● **WHAT TO DO**
Copy each line below exactly and leave the pictures out.

===== EXTRACTED INFORMATION =====

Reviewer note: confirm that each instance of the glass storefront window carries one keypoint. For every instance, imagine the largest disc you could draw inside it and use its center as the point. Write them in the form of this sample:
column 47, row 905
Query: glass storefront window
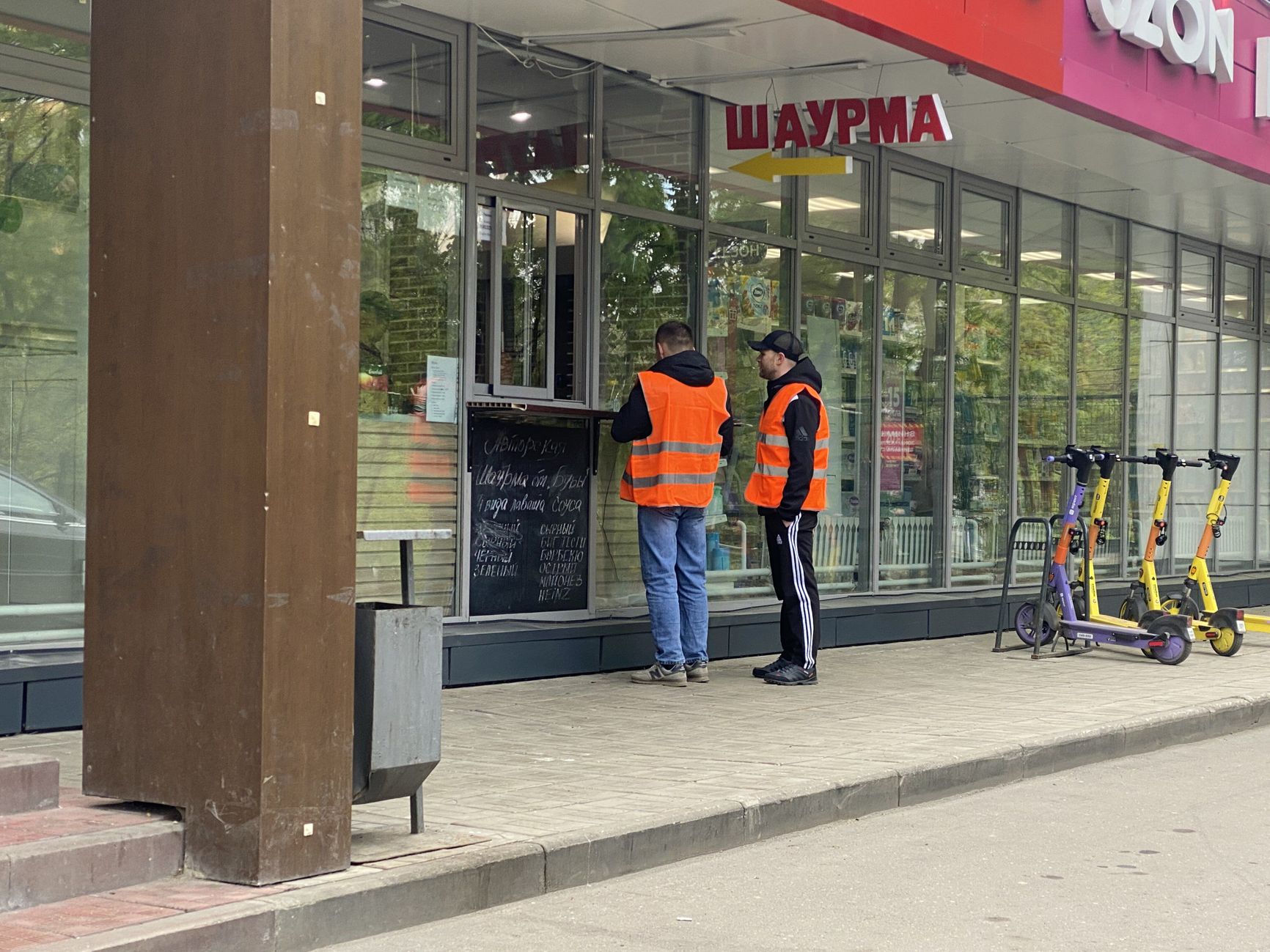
column 1197, row 429
column 916, row 213
column 1100, row 258
column 1099, row 414
column 411, row 331
column 534, row 125
column 739, row 199
column 985, row 232
column 1237, row 300
column 1237, row 416
column 652, row 136
column 1264, row 461
column 1198, row 279
column 980, row 435
column 54, row 27
column 1044, row 404
column 914, row 325
column 1151, row 424
column 1151, row 278
column 841, row 203
column 648, row 276
column 1046, row 246
column 43, row 366
column 837, row 306
column 749, row 296
column 407, row 83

=====

● **CORRECT OUTPUT**
Reviewer note: confirm that each instance of the glass storefront window carries one keypoint. For every instance, imagine the largest disc you could draw inside it and use its center as the point. Write them in the form of this sample:
column 47, row 905
Query: glass storefront window
column 1197, row 429
column 916, row 213
column 1100, row 258
column 1099, row 414
column 411, row 331
column 534, row 125
column 739, row 199
column 985, row 232
column 1237, row 300
column 1237, row 416
column 652, row 136
column 1264, row 461
column 1198, row 279
column 980, row 435
column 54, row 27
column 1044, row 404
column 914, row 325
column 1151, row 424
column 1151, row 278
column 841, row 203
column 648, row 276
column 1046, row 246
column 43, row 366
column 837, row 306
column 749, row 296
column 407, row 83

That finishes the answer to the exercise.